Reproduce the lines below from the one that contains "the road in" through the end, inclusive, and add nothing.
***
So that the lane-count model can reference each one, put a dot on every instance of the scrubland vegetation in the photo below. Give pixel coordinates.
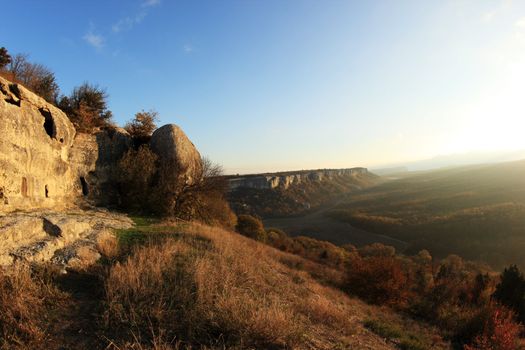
(475, 212)
(188, 281)
(173, 286)
(296, 199)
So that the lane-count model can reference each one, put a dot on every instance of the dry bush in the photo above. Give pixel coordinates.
(34, 76)
(203, 199)
(87, 107)
(177, 292)
(251, 227)
(218, 289)
(136, 171)
(141, 127)
(23, 298)
(379, 280)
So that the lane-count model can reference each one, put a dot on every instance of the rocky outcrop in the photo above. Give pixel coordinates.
(34, 148)
(94, 158)
(48, 171)
(70, 239)
(285, 180)
(176, 151)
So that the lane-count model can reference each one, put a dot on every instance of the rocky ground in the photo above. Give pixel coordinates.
(69, 239)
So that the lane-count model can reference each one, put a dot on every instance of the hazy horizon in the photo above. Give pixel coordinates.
(303, 84)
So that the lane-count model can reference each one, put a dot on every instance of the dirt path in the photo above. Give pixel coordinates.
(78, 320)
(317, 225)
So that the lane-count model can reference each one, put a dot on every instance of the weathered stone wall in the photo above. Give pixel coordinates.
(35, 138)
(45, 164)
(285, 180)
(94, 158)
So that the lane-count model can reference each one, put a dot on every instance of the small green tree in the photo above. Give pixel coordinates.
(252, 227)
(87, 107)
(142, 126)
(135, 173)
(34, 76)
(510, 292)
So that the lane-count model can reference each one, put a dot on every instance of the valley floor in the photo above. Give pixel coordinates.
(318, 225)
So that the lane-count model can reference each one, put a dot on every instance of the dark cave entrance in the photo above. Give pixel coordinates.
(84, 185)
(49, 123)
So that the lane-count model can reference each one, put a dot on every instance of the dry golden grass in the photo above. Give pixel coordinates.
(191, 287)
(217, 289)
(24, 294)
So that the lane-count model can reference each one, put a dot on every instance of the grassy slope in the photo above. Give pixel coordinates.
(477, 212)
(168, 287)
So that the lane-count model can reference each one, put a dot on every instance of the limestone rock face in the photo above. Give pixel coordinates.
(70, 239)
(175, 150)
(34, 148)
(94, 158)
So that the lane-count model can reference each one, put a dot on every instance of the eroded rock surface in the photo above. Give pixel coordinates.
(69, 239)
(176, 150)
(34, 148)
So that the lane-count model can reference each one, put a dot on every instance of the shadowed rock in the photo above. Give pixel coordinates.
(175, 150)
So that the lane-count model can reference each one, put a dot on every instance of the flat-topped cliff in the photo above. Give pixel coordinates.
(284, 180)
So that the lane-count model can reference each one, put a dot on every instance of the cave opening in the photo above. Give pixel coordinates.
(84, 185)
(49, 123)
(24, 187)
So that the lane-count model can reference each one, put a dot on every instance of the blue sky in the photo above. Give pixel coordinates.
(286, 84)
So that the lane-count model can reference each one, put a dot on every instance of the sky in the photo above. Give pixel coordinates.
(269, 85)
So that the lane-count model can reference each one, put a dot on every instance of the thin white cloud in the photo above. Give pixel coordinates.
(488, 16)
(520, 23)
(128, 23)
(150, 3)
(95, 40)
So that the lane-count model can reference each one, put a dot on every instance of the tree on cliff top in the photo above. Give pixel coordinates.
(87, 107)
(34, 76)
(143, 125)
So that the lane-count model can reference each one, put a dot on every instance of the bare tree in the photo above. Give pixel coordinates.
(36, 77)
(142, 126)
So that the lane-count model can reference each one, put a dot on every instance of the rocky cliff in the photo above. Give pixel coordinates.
(45, 164)
(48, 172)
(286, 179)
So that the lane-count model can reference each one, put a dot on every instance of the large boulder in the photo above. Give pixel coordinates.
(177, 152)
(34, 147)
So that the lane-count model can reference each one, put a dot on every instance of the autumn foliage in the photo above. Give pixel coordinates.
(500, 331)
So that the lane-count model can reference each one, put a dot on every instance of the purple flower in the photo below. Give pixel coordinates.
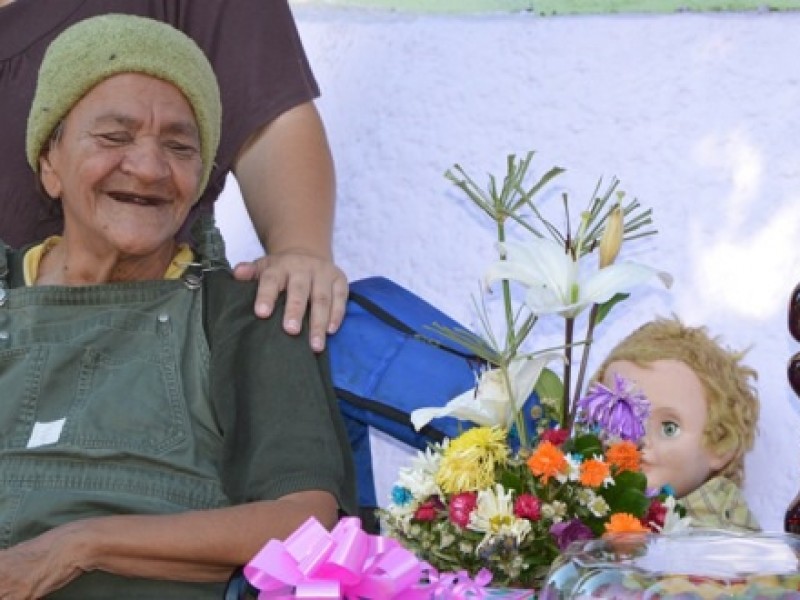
(567, 532)
(620, 412)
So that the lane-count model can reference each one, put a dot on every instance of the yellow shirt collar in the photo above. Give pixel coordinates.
(33, 258)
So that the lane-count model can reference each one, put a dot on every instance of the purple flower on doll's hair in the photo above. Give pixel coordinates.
(620, 412)
(566, 532)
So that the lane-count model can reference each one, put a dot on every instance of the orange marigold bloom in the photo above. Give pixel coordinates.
(547, 461)
(594, 472)
(625, 523)
(624, 455)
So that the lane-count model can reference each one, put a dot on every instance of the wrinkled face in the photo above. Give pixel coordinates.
(126, 166)
(673, 451)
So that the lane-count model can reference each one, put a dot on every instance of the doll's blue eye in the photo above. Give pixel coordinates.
(670, 428)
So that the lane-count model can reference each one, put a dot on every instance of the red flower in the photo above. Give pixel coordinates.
(528, 506)
(461, 507)
(656, 515)
(555, 436)
(428, 510)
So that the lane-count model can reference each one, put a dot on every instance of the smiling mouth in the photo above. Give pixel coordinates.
(138, 199)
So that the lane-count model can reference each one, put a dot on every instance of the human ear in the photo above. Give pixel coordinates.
(51, 182)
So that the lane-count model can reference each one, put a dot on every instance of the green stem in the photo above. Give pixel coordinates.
(569, 328)
(519, 421)
(584, 358)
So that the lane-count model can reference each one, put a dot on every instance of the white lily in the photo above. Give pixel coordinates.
(490, 403)
(557, 284)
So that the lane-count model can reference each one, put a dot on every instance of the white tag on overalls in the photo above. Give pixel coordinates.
(46, 433)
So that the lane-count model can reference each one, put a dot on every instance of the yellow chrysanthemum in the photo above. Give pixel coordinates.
(469, 462)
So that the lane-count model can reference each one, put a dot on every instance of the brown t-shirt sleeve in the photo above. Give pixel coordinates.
(262, 68)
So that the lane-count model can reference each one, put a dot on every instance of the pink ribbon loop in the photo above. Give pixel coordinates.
(347, 562)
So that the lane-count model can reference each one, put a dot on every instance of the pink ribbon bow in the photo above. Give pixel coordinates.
(314, 564)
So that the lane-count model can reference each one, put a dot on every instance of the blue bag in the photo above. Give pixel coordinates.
(386, 361)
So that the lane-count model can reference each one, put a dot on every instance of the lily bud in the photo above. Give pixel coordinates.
(611, 241)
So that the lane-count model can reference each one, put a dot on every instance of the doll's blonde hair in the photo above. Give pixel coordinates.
(731, 398)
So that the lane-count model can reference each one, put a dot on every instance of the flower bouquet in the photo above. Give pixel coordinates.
(537, 465)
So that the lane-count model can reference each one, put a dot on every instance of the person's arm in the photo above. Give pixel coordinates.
(286, 176)
(192, 546)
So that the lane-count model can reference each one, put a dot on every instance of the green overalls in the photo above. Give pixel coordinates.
(104, 410)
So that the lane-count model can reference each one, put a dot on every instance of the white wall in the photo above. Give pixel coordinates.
(696, 114)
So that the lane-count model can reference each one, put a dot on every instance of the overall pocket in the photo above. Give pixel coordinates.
(108, 382)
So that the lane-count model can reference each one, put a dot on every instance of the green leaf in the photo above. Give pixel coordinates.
(512, 481)
(605, 308)
(588, 445)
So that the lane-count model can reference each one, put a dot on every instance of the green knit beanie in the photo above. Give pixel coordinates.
(91, 51)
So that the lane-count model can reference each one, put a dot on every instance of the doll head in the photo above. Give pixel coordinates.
(703, 406)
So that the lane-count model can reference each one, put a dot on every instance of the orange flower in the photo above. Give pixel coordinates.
(547, 461)
(625, 523)
(594, 472)
(624, 455)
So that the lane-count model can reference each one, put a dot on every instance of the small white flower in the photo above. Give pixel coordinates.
(494, 516)
(554, 511)
(598, 506)
(573, 472)
(420, 477)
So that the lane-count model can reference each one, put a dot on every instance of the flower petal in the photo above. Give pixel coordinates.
(602, 285)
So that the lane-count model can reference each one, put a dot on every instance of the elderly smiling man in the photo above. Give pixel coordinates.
(153, 432)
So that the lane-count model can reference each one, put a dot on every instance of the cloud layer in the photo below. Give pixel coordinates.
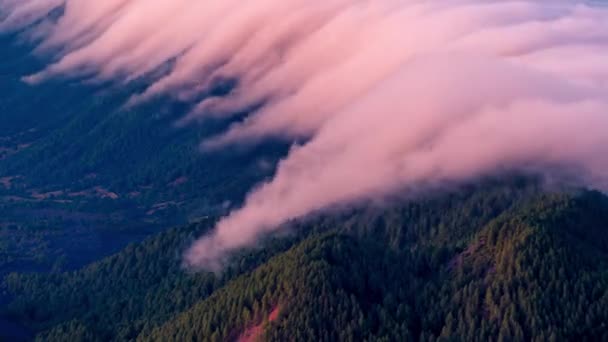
(387, 94)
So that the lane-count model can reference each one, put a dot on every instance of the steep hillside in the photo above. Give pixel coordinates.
(79, 169)
(500, 260)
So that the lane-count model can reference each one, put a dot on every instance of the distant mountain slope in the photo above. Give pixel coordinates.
(498, 261)
(78, 169)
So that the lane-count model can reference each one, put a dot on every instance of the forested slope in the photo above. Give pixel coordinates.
(500, 260)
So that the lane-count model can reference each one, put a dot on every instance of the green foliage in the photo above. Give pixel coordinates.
(501, 262)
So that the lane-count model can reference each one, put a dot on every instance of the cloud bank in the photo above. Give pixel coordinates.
(387, 94)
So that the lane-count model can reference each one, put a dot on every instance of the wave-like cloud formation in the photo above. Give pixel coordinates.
(387, 94)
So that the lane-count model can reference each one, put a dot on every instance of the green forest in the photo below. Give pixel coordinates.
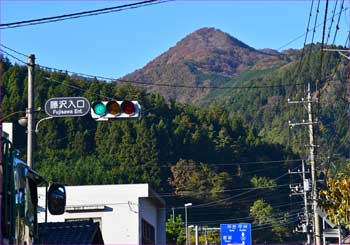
(229, 154)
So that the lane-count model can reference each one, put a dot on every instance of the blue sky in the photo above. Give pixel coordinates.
(115, 44)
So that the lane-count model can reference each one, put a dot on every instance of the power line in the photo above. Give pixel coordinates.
(302, 35)
(314, 31)
(15, 51)
(306, 35)
(165, 84)
(337, 27)
(80, 14)
(214, 203)
(14, 57)
(331, 24)
(247, 163)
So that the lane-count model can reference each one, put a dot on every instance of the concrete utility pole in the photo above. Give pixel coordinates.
(306, 212)
(303, 190)
(309, 123)
(196, 234)
(30, 110)
(316, 221)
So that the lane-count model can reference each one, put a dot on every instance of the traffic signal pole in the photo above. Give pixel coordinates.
(30, 128)
(30, 110)
(310, 123)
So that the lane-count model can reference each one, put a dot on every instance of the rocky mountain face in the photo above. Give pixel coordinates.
(206, 57)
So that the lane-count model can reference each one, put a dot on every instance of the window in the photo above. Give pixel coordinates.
(148, 236)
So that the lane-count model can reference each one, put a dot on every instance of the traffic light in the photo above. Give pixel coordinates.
(107, 110)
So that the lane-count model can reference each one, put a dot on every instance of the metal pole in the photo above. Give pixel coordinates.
(30, 110)
(186, 225)
(316, 223)
(308, 241)
(173, 214)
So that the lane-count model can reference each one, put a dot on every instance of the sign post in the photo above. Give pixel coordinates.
(67, 107)
(234, 234)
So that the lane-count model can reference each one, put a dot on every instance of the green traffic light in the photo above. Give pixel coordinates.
(99, 109)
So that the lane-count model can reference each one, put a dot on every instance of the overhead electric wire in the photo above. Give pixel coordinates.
(14, 57)
(15, 51)
(332, 20)
(314, 31)
(305, 40)
(214, 203)
(80, 14)
(337, 27)
(164, 84)
(302, 35)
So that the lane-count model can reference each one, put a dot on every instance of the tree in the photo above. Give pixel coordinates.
(175, 234)
(271, 227)
(198, 180)
(336, 200)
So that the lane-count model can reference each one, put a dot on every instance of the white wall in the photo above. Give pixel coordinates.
(121, 220)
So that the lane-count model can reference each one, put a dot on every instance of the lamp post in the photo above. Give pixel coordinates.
(187, 205)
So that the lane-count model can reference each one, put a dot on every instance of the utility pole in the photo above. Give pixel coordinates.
(173, 214)
(30, 127)
(30, 110)
(306, 188)
(302, 189)
(309, 123)
(196, 234)
(316, 223)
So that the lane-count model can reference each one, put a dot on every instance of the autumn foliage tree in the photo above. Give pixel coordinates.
(336, 199)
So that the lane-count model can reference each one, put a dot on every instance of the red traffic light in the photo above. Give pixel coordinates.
(114, 109)
(128, 107)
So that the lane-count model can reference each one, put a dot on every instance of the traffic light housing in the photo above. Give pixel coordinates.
(115, 109)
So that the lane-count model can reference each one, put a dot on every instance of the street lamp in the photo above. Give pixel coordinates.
(187, 205)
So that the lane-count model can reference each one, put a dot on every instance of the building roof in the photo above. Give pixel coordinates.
(74, 232)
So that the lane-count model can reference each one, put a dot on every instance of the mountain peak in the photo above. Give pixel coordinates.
(201, 45)
(210, 37)
(207, 56)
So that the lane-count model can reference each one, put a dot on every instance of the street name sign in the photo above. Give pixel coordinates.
(234, 234)
(67, 107)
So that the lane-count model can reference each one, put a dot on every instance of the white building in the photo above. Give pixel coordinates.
(128, 214)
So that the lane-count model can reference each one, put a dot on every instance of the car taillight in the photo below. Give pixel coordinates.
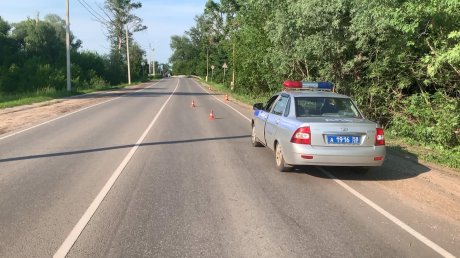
(302, 136)
(379, 137)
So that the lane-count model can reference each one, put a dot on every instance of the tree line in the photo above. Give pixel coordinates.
(399, 59)
(33, 55)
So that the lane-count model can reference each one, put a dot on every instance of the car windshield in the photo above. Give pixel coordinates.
(325, 106)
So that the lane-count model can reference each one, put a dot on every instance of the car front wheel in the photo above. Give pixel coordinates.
(279, 158)
(254, 140)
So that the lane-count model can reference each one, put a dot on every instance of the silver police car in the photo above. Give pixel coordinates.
(308, 124)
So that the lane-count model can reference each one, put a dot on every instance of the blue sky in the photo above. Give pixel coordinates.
(163, 19)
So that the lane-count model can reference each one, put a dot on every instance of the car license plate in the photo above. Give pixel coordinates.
(341, 139)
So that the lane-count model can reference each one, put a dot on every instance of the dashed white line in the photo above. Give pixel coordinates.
(78, 228)
(68, 114)
(373, 205)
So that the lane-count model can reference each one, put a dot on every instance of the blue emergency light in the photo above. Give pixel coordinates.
(318, 85)
(299, 85)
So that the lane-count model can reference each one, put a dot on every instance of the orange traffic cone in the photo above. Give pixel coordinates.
(211, 115)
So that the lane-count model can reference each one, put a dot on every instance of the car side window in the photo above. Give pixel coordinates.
(270, 103)
(280, 105)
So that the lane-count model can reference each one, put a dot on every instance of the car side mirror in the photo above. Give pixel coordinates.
(258, 106)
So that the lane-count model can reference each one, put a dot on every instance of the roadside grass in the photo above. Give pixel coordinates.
(430, 153)
(439, 155)
(27, 98)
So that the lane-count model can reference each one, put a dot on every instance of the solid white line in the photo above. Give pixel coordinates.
(389, 216)
(224, 103)
(68, 114)
(76, 231)
(373, 205)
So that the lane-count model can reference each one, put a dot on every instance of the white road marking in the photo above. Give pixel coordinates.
(225, 103)
(76, 231)
(389, 216)
(373, 205)
(68, 114)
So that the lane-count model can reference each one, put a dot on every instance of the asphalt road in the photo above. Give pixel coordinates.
(187, 187)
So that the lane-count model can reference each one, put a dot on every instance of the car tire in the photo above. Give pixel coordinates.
(254, 140)
(279, 159)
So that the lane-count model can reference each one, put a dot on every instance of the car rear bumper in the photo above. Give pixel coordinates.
(299, 154)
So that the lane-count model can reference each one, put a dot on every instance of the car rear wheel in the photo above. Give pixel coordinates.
(279, 158)
(254, 140)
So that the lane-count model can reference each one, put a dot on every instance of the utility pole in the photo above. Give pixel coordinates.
(127, 55)
(233, 76)
(153, 60)
(207, 64)
(67, 41)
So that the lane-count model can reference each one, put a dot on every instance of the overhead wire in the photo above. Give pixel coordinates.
(93, 12)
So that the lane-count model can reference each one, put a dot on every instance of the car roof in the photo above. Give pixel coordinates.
(314, 93)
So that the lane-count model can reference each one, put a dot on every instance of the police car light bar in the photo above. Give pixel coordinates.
(308, 85)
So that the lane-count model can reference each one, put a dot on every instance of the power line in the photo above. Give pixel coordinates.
(93, 12)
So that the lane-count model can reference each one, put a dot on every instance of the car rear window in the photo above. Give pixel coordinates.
(325, 106)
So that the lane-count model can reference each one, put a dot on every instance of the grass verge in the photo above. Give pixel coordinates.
(19, 99)
(449, 158)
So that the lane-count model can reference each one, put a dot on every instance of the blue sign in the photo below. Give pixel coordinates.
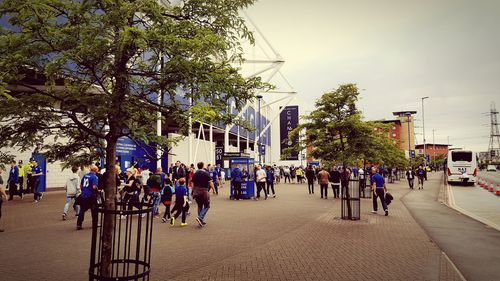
(289, 120)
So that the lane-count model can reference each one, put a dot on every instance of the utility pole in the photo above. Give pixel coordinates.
(423, 125)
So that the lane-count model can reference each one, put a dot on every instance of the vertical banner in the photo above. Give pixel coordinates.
(219, 155)
(289, 120)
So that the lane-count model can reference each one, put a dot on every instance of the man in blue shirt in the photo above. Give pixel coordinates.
(379, 190)
(13, 180)
(88, 198)
(236, 179)
(36, 175)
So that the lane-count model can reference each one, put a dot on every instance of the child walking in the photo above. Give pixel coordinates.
(181, 202)
(166, 199)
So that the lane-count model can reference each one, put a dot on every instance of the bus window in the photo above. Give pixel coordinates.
(461, 156)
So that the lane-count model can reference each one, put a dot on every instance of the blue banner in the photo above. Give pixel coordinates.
(289, 120)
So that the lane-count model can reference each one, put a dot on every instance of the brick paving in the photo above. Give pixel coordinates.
(292, 237)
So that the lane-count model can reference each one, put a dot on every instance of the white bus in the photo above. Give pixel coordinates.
(462, 167)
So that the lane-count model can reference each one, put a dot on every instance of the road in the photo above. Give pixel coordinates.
(295, 236)
(490, 176)
(473, 247)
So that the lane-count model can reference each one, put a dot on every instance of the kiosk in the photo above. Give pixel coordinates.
(248, 184)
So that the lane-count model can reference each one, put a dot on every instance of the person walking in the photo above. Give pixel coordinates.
(310, 176)
(260, 179)
(236, 179)
(335, 181)
(166, 198)
(13, 181)
(21, 177)
(421, 176)
(410, 176)
(181, 206)
(2, 194)
(323, 181)
(270, 180)
(72, 187)
(36, 176)
(202, 183)
(88, 198)
(379, 189)
(286, 174)
(154, 184)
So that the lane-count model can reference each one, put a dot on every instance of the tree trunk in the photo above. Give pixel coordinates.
(109, 204)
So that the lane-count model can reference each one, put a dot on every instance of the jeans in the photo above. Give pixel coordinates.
(203, 200)
(156, 201)
(261, 186)
(85, 205)
(324, 188)
(310, 186)
(68, 202)
(237, 190)
(410, 182)
(270, 184)
(335, 188)
(379, 192)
***
**OUTPUT FOR THIS TASK**
So that the lane-count model can reference each one, put a dot on every instance of the road in the photo above. Give pixel coordinates.
(295, 236)
(490, 176)
(473, 247)
So that the lane-count model can reference each one, put a dot on every instance of the kiosk in the photo above. Give pixel coordinates.
(248, 184)
So that the lane-count model can reference each one, put a dot on every instance of the person walking in the photo above. Give pixel coordinates.
(310, 176)
(260, 179)
(236, 179)
(335, 181)
(166, 198)
(13, 181)
(21, 177)
(421, 176)
(410, 176)
(181, 206)
(2, 194)
(323, 181)
(270, 180)
(72, 187)
(36, 176)
(202, 183)
(88, 198)
(379, 189)
(286, 174)
(154, 184)
So that the lane-count model can reference each one, put a dot on every instance of the tree trunk in the photo above. Give pixel coordinates.
(109, 204)
So that the lane-count model can reference each one, put a dot on every instance of the jeans in the photo above. Give pixel coordinates.
(203, 200)
(156, 201)
(261, 186)
(85, 205)
(324, 188)
(310, 186)
(68, 202)
(237, 190)
(410, 182)
(270, 184)
(335, 188)
(379, 192)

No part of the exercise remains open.